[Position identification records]
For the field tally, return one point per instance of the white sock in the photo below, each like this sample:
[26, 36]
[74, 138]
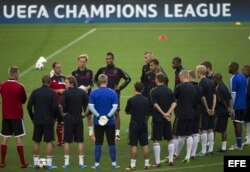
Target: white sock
[224, 145]
[146, 162]
[204, 143]
[157, 152]
[35, 159]
[114, 163]
[211, 142]
[175, 142]
[133, 163]
[195, 144]
[117, 132]
[81, 159]
[189, 146]
[248, 132]
[170, 152]
[49, 160]
[181, 141]
[91, 130]
[66, 159]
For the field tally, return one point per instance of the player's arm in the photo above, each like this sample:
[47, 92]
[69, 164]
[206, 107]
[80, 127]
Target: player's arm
[161, 69]
[96, 76]
[127, 79]
[128, 107]
[30, 107]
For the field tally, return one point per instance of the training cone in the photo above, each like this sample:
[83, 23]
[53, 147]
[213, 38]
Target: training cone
[163, 37]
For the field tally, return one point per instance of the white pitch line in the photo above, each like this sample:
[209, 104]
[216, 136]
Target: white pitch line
[174, 28]
[60, 50]
[182, 168]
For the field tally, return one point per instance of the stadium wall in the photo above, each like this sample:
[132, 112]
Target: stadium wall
[80, 11]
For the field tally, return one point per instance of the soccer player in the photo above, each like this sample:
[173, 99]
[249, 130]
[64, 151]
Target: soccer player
[138, 107]
[148, 56]
[164, 104]
[176, 64]
[73, 103]
[185, 95]
[103, 102]
[222, 109]
[115, 74]
[13, 96]
[43, 107]
[238, 87]
[209, 73]
[150, 76]
[57, 84]
[84, 77]
[197, 114]
[207, 109]
[246, 72]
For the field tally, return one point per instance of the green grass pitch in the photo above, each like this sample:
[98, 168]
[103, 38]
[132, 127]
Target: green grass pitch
[21, 45]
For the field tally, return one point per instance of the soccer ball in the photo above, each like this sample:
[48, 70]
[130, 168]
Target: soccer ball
[42, 163]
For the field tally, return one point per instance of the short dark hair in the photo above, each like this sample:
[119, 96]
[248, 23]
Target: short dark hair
[54, 64]
[155, 61]
[217, 76]
[46, 79]
[138, 86]
[192, 74]
[110, 54]
[161, 77]
[208, 64]
[13, 72]
[234, 66]
[177, 59]
[72, 80]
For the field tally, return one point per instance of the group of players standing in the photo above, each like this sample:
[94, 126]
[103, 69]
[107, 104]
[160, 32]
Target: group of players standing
[199, 108]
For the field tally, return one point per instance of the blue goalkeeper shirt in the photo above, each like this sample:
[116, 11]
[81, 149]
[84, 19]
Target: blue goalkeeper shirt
[103, 98]
[238, 88]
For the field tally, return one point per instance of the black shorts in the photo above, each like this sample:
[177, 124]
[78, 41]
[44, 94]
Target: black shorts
[247, 116]
[196, 125]
[221, 122]
[162, 131]
[73, 131]
[238, 116]
[43, 130]
[207, 122]
[185, 127]
[175, 126]
[136, 135]
[12, 127]
[99, 134]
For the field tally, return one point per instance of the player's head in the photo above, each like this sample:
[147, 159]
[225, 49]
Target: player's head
[191, 75]
[208, 65]
[102, 80]
[13, 72]
[154, 65]
[57, 68]
[176, 62]
[82, 60]
[246, 70]
[138, 87]
[233, 68]
[160, 78]
[217, 78]
[71, 81]
[46, 80]
[201, 70]
[184, 76]
[110, 58]
[148, 55]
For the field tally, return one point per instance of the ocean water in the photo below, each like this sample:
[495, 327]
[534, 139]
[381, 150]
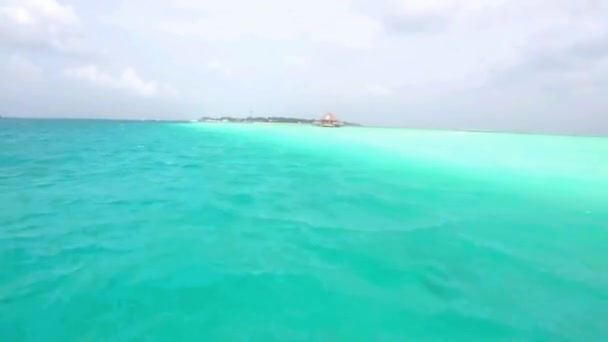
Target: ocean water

Brief:
Transcribe all of the data above line for line without changing anything, and leave the pictures out of your answer.

The solution:
For the field tally, return one point per instance of the white sock in the photo below, each like this sample:
[26, 36]
[74, 138]
Target: white sock
[224, 145]
[146, 162]
[204, 143]
[157, 152]
[35, 159]
[114, 163]
[211, 142]
[175, 142]
[133, 163]
[195, 144]
[117, 132]
[81, 159]
[189, 146]
[248, 132]
[170, 152]
[49, 160]
[181, 141]
[91, 130]
[66, 159]
For the field tally, return one point per instance of the player's arm in the photo above, each like this sample:
[47, 92]
[69, 164]
[206, 107]
[80, 127]
Target: player's arm
[161, 69]
[96, 76]
[127, 79]
[128, 107]
[30, 107]
For the field tally, return one point per instance of the training cone in the photo above, each like this sample:
[83, 23]
[53, 147]
[213, 38]
Target: training cone
[163, 37]
For the field tally, return one point per instance of the white pitch line in the photo above, each like this sample:
[209, 104]
[216, 136]
Target: white pitch line
[174, 28]
[60, 50]
[182, 168]
For the field tally, return one point per instance of the stadium wall in the photo above, each like this sample:
[132, 112]
Target: stadium wall
[80, 11]
For the field tally, return one point per instance of the soccer player in the photo above, each like this sample:
[173, 99]
[249, 130]
[64, 151]
Target: soccer player
[138, 107]
[148, 56]
[164, 104]
[176, 64]
[73, 103]
[185, 95]
[103, 102]
[222, 109]
[115, 74]
[13, 96]
[43, 107]
[238, 87]
[209, 73]
[150, 76]
[57, 84]
[84, 77]
[197, 114]
[207, 109]
[246, 72]
For the field tally, return one point per instance of the green grass pitch in the photo above, each like this sample:
[98, 168]
[103, 38]
[132, 127]
Target: green grass pitch
[21, 45]
For the field tally, return one point per instance of the soccer ball in the photo above, each like this sample:
[48, 70]
[130, 168]
Target: soccer ball
[42, 163]
For the field tally, return one point per instance of the short dark hair in the photo above, each like this sample:
[119, 96]
[248, 23]
Target: short dark hair
[54, 64]
[155, 61]
[217, 76]
[46, 79]
[138, 86]
[192, 74]
[110, 54]
[161, 77]
[208, 64]
[13, 72]
[234, 66]
[177, 59]
[72, 80]
For the field tally, return one point per instance of the group of players standing in the photo above, each like this sample:
[94, 126]
[103, 69]
[107, 104]
[160, 32]
Target: group of players standing
[199, 108]
For the field tally, return one point per instance of the blue goalkeeper shirt in the photo above, each like this sample:
[116, 11]
[81, 149]
[84, 19]
Target: blue goalkeeper shirt
[103, 98]
[238, 88]
For the field tally, return one point per instance of the black shorts in the photo above, each like this sample:
[177, 124]
[78, 41]
[44, 94]
Target: black shorts
[247, 116]
[196, 125]
[221, 122]
[162, 131]
[73, 131]
[238, 116]
[43, 130]
[207, 122]
[185, 127]
[175, 126]
[136, 135]
[12, 127]
[99, 134]
For the field tally, return one point per instance of the player's head in the photo above, each like this sample:
[147, 159]
[225, 49]
Target: player's head
[191, 75]
[208, 65]
[102, 80]
[13, 72]
[154, 65]
[57, 68]
[176, 62]
[82, 60]
[246, 70]
[138, 87]
[233, 68]
[160, 78]
[217, 78]
[71, 81]
[46, 80]
[201, 70]
[184, 76]
[110, 58]
[148, 55]
For the field tally, return one point per instance of the ocean water in the photo below, each like this sample:
[495, 327]
[534, 139]
[381, 150]
Target: ocean water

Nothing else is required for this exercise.